» Task to carry out: Print exactly the lines from the one containing "hey siri or whatever, detect the coral" through the last line of the entries below; the pictures stay out of the copy.

── Provided records

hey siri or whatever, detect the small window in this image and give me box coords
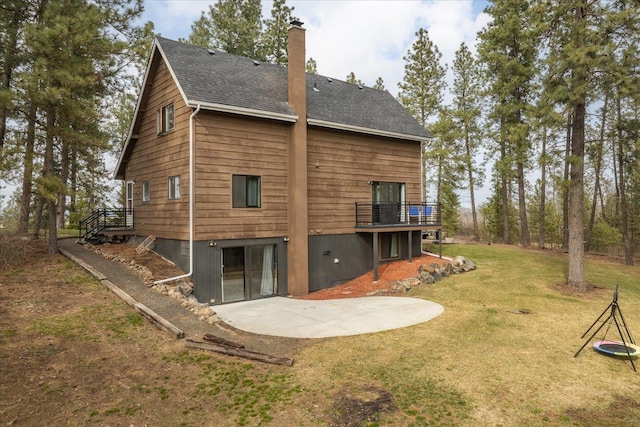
[232,175,261,208]
[168,176,180,200]
[158,103,174,134]
[142,181,150,202]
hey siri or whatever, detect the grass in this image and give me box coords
[3,242,639,426]
[163,351,303,426]
[291,244,640,426]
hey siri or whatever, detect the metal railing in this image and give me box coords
[79,209,133,240]
[355,202,441,227]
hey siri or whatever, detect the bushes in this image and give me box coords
[589,221,623,255]
[0,233,32,272]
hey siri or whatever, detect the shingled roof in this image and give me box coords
[156,37,431,141]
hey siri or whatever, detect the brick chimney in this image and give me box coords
[287,20,309,296]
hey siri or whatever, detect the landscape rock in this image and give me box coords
[417,271,435,284]
[177,280,193,297]
[418,264,435,274]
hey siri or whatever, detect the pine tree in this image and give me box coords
[306,58,318,74]
[373,77,385,91]
[187,0,263,59]
[398,28,446,127]
[185,12,214,48]
[0,0,34,169]
[429,107,463,234]
[478,0,537,247]
[537,0,640,286]
[346,72,364,86]
[20,0,144,252]
[262,0,294,65]
[451,42,484,241]
[397,28,446,202]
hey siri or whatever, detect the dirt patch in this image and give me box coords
[93,240,452,301]
[552,281,609,299]
[553,395,640,425]
[300,255,452,300]
[88,240,187,282]
[0,240,324,426]
[330,384,396,427]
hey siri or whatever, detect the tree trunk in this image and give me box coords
[70,149,77,226]
[585,94,608,252]
[500,139,510,244]
[616,94,633,265]
[465,134,479,241]
[568,102,586,290]
[18,104,37,235]
[538,127,547,249]
[563,114,571,251]
[516,161,530,246]
[44,106,57,255]
[567,3,587,291]
[32,196,44,240]
[57,139,69,229]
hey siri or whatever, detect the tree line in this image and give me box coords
[1,0,638,290]
[0,0,153,254]
[396,0,638,290]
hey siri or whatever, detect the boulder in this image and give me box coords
[418,264,436,274]
[444,263,453,276]
[417,271,435,284]
[177,280,193,297]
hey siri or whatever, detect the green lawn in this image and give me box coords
[2,243,639,426]
[291,244,640,426]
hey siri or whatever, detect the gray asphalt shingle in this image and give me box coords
[158,37,431,140]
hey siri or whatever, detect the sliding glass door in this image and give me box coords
[372,181,406,224]
[221,245,277,303]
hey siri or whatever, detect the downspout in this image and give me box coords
[155,104,201,285]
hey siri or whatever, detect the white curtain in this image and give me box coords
[260,245,274,296]
[390,233,398,258]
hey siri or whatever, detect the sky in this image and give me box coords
[142,0,491,98]
[0,1,494,214]
[138,0,493,208]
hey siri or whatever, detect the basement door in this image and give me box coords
[221,245,277,303]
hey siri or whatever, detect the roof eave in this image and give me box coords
[307,118,430,142]
[186,101,298,122]
[114,38,168,180]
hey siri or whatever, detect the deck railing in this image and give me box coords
[355,202,441,227]
[79,209,133,240]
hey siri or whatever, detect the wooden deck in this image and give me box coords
[100,228,136,236]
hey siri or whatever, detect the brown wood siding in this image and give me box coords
[307,127,421,235]
[193,112,290,240]
[123,59,191,240]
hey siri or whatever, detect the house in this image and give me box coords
[112,21,441,305]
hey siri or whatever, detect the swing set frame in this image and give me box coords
[574,285,637,372]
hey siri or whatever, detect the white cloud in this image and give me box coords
[140,0,492,206]
[141,0,208,39]
[141,0,490,95]
[289,0,490,96]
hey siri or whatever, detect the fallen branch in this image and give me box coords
[203,333,245,349]
[186,339,293,366]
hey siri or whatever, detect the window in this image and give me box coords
[232,175,261,208]
[142,181,150,202]
[168,176,180,200]
[380,233,399,259]
[158,103,174,134]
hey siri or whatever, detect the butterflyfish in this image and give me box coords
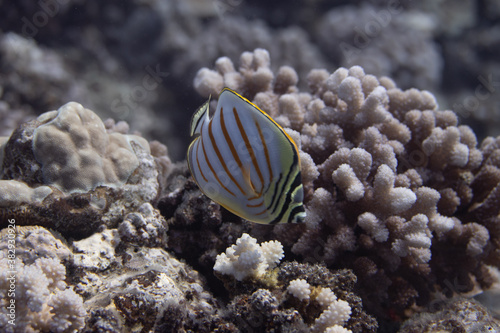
[187,88,306,224]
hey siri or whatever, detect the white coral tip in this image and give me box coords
[287,279,311,301]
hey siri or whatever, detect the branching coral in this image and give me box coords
[287,278,353,332]
[288,279,312,301]
[279,262,377,332]
[208,232,375,332]
[389,214,432,263]
[218,260,376,332]
[194,48,500,320]
[0,257,86,333]
[214,233,284,282]
[312,300,352,333]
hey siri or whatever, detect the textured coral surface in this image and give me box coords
[1,53,499,333]
[0,1,499,332]
[191,49,500,322]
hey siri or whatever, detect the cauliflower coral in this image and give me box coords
[214,233,284,281]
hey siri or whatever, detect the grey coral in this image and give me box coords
[0,257,86,333]
[32,102,149,194]
[193,48,500,321]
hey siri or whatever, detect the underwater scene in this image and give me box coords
[0,0,499,332]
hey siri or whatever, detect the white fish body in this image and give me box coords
[187,88,305,224]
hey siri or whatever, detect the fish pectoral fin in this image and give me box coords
[242,165,253,191]
[242,165,261,196]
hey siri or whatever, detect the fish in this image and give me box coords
[187,88,306,224]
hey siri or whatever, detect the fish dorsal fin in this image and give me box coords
[189,96,211,137]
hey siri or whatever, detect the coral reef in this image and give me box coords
[0,256,86,333]
[214,233,284,282]
[399,297,500,332]
[2,1,499,158]
[193,48,500,322]
[0,102,165,238]
[287,278,353,332]
[317,5,442,90]
[217,260,377,333]
[0,1,499,330]
[0,225,71,264]
[32,102,149,194]
[76,242,233,332]
[2,43,496,332]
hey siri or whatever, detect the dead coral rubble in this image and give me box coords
[76,241,233,333]
[193,48,500,320]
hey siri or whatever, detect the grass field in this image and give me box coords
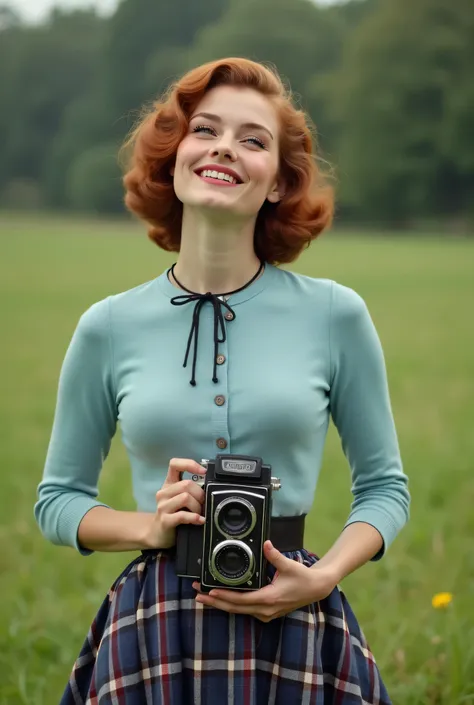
[0,212,473,704]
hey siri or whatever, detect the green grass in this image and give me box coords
[0,212,473,704]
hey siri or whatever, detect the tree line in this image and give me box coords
[0,0,473,228]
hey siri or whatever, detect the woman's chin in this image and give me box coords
[185,195,249,218]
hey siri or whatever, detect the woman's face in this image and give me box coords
[173,85,282,218]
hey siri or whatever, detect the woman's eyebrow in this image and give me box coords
[191,112,274,140]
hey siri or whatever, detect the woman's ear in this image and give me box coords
[266,178,285,204]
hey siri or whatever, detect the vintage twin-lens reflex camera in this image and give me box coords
[175,454,281,593]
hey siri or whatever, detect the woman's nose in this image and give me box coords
[209,136,237,162]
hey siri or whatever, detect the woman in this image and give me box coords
[35,57,410,704]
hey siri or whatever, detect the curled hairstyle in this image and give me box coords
[121,57,334,265]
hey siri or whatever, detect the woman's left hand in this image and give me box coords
[192,540,338,622]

────

» Exercise result:
hey siri or whatever, detect the coral reef in this image and give me box coords
[0,256,86,333]
[214,233,284,282]
[399,297,500,332]
[2,1,499,158]
[193,48,500,322]
[0,102,165,238]
[287,278,353,332]
[317,5,442,90]
[217,260,377,333]
[0,1,499,330]
[0,225,71,264]
[32,102,149,194]
[76,242,233,332]
[2,43,496,332]
hey siri or whatever, detect the dead coral rubble in this image and give me box coords
[76,241,233,333]
[193,48,500,320]
hey siri or whatever, detect the grass field in this image and give me box coords
[0,212,473,704]
hey siri or whatever, detect the green grass in this image and give me box coords
[0,212,473,704]
hey siri or whatever, detect the tree line in this image and give me box coords
[0,0,473,228]
hey siri or whatever, detect the woman's chin in this image and give me box coords
[185,195,249,218]
hey siri or whatever, detect the woman's face in this image and give me box coords
[173,85,282,218]
hey siri or whatever, detect the woman's eyebrow in this image and give me box coords
[191,112,274,140]
hey siri or whatever, detect the woman's ear in this image and give me box coords
[266,178,285,204]
hey siri or whatever, detect the vintage twin-lens reflex camera in this image and give me box coords
[175,454,281,593]
hey siri or whatever, detect the woman's nose in this image and give me box coords
[209,136,237,162]
hey siri or whatever, detect the woman in this image and give me box coords
[35,57,410,704]
hey siri or whatever, detect the curled hairstyle in this image and give me box coords
[121,57,334,265]
hey siri or whatever, detect the woman's left hand in this image and give me box coords
[192,540,338,622]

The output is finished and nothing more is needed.